START Entries supplied
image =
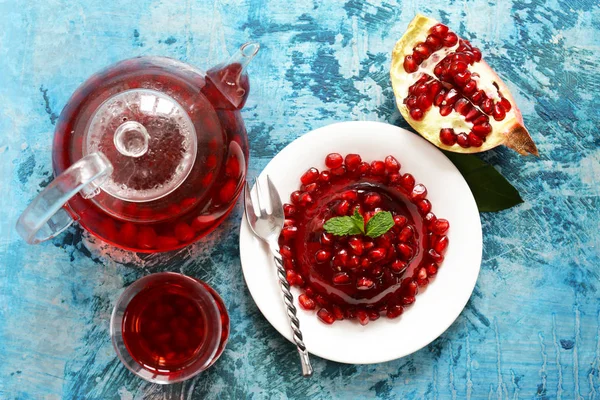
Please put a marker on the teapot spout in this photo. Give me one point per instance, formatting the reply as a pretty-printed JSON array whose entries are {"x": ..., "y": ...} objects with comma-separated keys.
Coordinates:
[{"x": 227, "y": 83}]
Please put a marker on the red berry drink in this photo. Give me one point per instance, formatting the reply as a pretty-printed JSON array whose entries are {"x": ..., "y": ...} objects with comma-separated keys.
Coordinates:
[
  {"x": 168, "y": 327},
  {"x": 176, "y": 141}
]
END Entries supplied
Check every line of the data for the word "array". The response is the count alone.

[Task response] 2